• EXERCISE AIM
Output every entry exactly as written.

Location labeling records:
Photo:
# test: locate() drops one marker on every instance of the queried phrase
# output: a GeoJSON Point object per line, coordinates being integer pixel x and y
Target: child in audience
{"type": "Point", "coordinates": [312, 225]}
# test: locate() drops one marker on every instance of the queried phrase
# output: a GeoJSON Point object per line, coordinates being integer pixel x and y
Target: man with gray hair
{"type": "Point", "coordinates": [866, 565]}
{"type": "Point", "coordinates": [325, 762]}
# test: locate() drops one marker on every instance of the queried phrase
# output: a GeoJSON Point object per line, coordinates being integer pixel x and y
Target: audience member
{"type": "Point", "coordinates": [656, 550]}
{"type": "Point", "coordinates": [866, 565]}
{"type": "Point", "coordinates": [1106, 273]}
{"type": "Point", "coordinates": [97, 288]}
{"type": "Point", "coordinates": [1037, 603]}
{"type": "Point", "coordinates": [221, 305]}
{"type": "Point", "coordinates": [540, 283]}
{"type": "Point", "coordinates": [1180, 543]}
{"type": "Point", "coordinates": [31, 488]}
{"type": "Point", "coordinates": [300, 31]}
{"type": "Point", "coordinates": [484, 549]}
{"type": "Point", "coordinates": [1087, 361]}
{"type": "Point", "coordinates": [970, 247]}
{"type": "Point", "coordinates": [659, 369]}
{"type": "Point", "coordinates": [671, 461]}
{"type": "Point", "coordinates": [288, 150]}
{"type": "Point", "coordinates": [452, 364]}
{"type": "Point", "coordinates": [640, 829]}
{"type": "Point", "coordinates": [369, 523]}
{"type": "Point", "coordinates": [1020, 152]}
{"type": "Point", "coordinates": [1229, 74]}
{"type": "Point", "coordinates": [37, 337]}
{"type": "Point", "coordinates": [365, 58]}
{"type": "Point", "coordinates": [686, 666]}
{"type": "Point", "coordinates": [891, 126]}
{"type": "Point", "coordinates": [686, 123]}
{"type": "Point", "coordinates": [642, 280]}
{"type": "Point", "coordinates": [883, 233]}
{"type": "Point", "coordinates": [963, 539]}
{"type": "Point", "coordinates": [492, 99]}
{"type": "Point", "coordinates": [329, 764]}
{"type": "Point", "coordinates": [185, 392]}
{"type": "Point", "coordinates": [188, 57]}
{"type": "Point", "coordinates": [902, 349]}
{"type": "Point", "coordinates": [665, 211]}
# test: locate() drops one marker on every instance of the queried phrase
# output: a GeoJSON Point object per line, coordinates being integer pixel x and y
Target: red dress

• OUTPUT BELOW
Photo:
# test: locate() drops one marker on every instance of the queried phrase
# output: a GeoJSON Point object per line, coordinates being integer pixel x and y
Target: child in audience
{"type": "Point", "coordinates": [312, 225]}
# test: locate() drops one marker on every instance of the queried phrase
# output: a GeoJSON Point object per line, coordinates being integer pixel x and y
Target: man with gray hair
{"type": "Point", "coordinates": [866, 565]}
{"type": "Point", "coordinates": [325, 762]}
# test: locate() drops one marker on every instance of the queried phrase
# output: a GeoJSON Point object per line, coordinates being integer pixel x and y
Target: audience member
{"type": "Point", "coordinates": [656, 550]}
{"type": "Point", "coordinates": [866, 565]}
{"type": "Point", "coordinates": [1106, 273]}
{"type": "Point", "coordinates": [97, 288]}
{"type": "Point", "coordinates": [1037, 603]}
{"type": "Point", "coordinates": [221, 305]}
{"type": "Point", "coordinates": [540, 283]}
{"type": "Point", "coordinates": [1180, 543]}
{"type": "Point", "coordinates": [31, 488]}
{"type": "Point", "coordinates": [300, 31]}
{"type": "Point", "coordinates": [484, 549]}
{"type": "Point", "coordinates": [1087, 361]}
{"type": "Point", "coordinates": [970, 247]}
{"type": "Point", "coordinates": [659, 369]}
{"type": "Point", "coordinates": [671, 461]}
{"type": "Point", "coordinates": [288, 150]}
{"type": "Point", "coordinates": [452, 364]}
{"type": "Point", "coordinates": [640, 829]}
{"type": "Point", "coordinates": [369, 523]}
{"type": "Point", "coordinates": [1020, 152]}
{"type": "Point", "coordinates": [1229, 74]}
{"type": "Point", "coordinates": [37, 337]}
{"type": "Point", "coordinates": [365, 58]}
{"type": "Point", "coordinates": [686, 666]}
{"type": "Point", "coordinates": [891, 126]}
{"type": "Point", "coordinates": [686, 123]}
{"type": "Point", "coordinates": [642, 280]}
{"type": "Point", "coordinates": [883, 233]}
{"type": "Point", "coordinates": [963, 539]}
{"type": "Point", "coordinates": [492, 99]}
{"type": "Point", "coordinates": [329, 764]}
{"type": "Point", "coordinates": [185, 392]}
{"type": "Point", "coordinates": [188, 57]}
{"type": "Point", "coordinates": [902, 349]}
{"type": "Point", "coordinates": [665, 211]}
# test: locate() drops one marker on every instance of the queried phrase
# output: a GeoJSON Point object per line, coordinates being integer pixel x and y
Target: red dress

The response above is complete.